→ **PAGE EXTRACT**
---

Stiletto is the fourth studio album by the American musician Lita Ford. It includes the singles "Hungry" and "Lisa". The album peaked at No. 52 on the Billboard 200. Ford supported the album by touring with Mötley Crüe.

Production
The album was produced by Mike Chapman. "Lisa" is about Ford's mother. "Only Women Bleed" is a cover of the Alice Cooper song. Ford employed synthesized strings and horns on the album.

Critical reception

The Los Angeles Times wrote that "Ford rides her sex-bomb goddess image, serviceable vocals and one o' the lads guitarwork hard 'n' heavy for almost one full side of this LP." The Calgary Herald determined that "Stiletto abandons wallowing in past sub-par metal yearnings and instead tries a more mainstream approach."

The Vancouver Sun opined that Ford "just doesn't have the heavy metal vocal screech or the powerthud music to make her songs more than mildly amusing." The Orlando Sentinel panned the "stupid lyrics and ... bombastic guitar solos."

---

→ **DATA EXTRACT**
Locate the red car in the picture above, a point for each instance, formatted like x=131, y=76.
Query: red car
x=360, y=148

---

Reproduce the passage of the Stiletto article between "Stiletto is the" and "on the album.", inclusive, substituting "record" for each occurrence of "album".

Stiletto is the fourth studio record by the American musician Lita Ford. It includes the singles "Hungry" and "Lisa". The record peaked at No. 52 on the Billboard 200. Ford supported the record by touring with Mötley Crüe.

Production
The record was produced by Mike Chapman. "Lisa" is about Ford's mother. "Only Women Bleed" is a cover of the Alice Cooper song. Ford employed synthesized strings and horns on the record.